— Required actions —
(a) According to the SS501 album article, on what date was the album released?
(b) Using the SS501 album article, please explain how the album's eleven songs are made up.
(c) Write the next part of the SS501 album article, picking up after its last sentence.

- SS501 album cover - normal edition

Studio album by SS501
- Released: October 24, 2007
- Genre: J-pop, R&B, Dance
- Language: Japanese
- Label: Pony Canyon

SS501 chronology
| S.T 01 Now (2006) | SS501 (2007) | Déjà Vu (2007) |

Singles from SS501
- "Kokoro" Released: August 1, 2007; "Distance" Released: September 19, 2007;

= SS501 (album) =

SS501 is South Korean boy band SS501's first full-length Japanese studio album.

Right after their first two Japanese maxi singles Kokoro and Distance, SS501 released their first full-length Japanese self-titled album, SS501 on October 24, 2007, by Pony Canyon.

The album consists of eleven songs: two singles from their first two maxi singles, "Kokoro" and "Distance"; two Japanese versions of "Again" and "4Chance" from their S.T 01 Now Korean studio album; and seven new songs.

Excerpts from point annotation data
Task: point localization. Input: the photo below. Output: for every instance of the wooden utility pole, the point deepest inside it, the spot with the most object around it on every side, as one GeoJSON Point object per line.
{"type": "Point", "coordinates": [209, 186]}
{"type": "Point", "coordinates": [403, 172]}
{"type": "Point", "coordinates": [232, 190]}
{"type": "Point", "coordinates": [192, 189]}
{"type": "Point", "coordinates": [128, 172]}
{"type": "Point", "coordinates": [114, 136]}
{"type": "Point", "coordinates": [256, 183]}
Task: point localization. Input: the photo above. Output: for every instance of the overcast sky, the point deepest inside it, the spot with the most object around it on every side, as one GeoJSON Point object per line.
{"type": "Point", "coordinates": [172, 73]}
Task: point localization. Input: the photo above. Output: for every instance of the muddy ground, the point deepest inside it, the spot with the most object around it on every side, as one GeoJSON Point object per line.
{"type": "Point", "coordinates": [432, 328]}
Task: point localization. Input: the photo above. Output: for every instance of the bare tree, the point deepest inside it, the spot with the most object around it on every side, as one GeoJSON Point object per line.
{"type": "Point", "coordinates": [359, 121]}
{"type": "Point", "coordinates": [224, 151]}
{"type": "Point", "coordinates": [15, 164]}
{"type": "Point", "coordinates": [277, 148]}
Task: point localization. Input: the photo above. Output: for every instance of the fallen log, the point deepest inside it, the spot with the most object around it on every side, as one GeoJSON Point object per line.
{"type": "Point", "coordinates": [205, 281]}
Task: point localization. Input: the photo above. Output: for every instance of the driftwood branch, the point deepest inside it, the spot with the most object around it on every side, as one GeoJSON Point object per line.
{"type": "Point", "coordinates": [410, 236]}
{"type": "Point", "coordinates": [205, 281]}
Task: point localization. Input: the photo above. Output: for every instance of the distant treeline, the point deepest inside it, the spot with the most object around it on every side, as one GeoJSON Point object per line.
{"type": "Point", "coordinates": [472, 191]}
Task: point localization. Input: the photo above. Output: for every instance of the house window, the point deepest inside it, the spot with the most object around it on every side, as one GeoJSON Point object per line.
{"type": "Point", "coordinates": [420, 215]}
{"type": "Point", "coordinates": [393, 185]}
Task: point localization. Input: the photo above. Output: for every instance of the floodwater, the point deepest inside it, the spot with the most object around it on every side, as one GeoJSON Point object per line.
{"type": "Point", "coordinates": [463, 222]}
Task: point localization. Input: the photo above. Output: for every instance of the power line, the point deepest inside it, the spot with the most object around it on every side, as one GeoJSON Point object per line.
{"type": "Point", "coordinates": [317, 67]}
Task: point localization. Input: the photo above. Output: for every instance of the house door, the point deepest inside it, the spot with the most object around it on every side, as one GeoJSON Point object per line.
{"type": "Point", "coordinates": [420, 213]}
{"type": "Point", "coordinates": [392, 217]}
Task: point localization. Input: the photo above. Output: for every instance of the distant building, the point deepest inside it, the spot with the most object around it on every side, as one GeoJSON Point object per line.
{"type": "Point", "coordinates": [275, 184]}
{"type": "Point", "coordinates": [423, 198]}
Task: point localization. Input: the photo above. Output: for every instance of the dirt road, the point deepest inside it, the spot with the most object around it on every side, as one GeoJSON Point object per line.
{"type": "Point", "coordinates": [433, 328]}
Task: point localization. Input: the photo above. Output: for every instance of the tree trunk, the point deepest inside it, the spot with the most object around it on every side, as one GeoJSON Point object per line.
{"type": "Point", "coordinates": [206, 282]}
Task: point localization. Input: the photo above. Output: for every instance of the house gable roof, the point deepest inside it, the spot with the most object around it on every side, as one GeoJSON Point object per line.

— Expected answers —
(a) October 24, 2007.

(b) Two songs are the singles "Kokoro" and "Distance" from the group's first two maxi singles. Two are Japanese versions of "Again" and "4Chance" from the Korean studio album S.T 01 Now, and the remaining seven are new songs.

(c)
==Track listing==

| No. | Title | Lyrics | Music | Arrangement | Length |
|---|---|---|---|---|---|
| 1. | "Live!" | 市川喜康[KABUKI] | 村太知[KABUKI] | 市川喜康[KABUKI] |  |
| 2. | "Distance" (〜 君とのキョリ) | 北川 暁 | 本間昭光 | 中村太知 |  |
| 3. | "Watch Game" (4Chance Japanese version) | クォン・ホジュン/ ハン・サンウォン（TA-S） | クォン・ホジュン/ ハン・サンウォン（TA-S） | Jin Nakamura |  |
| 4. | "ホンとに好きだった" (Honto Ni Sukidatta) | コモリタミノル | コモリタミノル | コモリタミノル |  |
| 5. | "No Exit Days" | 依布サラサ | 山沢大洋 | 武藤星児 |  |
| 6. | "Again" (Japanese version) | シン・ユ（Shin-U） | ファン・ソンジェ（BJJ） | 水上裕規 |  |
| 7. | "Boundless" | 森由里子 | 平田祥一郎 | 平田祥一郎 |  |
| 8. | "Butterfly" | 山本朝海 | 山沢大洋 | 武藤星児 |  |
| 9. | "Always And Forever" | 北川 暁 | 松本俊明 | Jin Nakamura |  |
| 10. | "サンセット" (Sunset) | 山本朝海 | 山沢大洋 | 武藤星児 |  |
| 11. | "Kokoro" | SPIN | 本間昭光 | 中村太知 |  |

Limited Edition CD+DVD
| No. | Title | Length |
|---|---|---|
| 1. | "clips from their debut event at Yokohoma Landmark Plaza on August 5" |  |

==Music videos==
- "Kokoro"
- "Distance"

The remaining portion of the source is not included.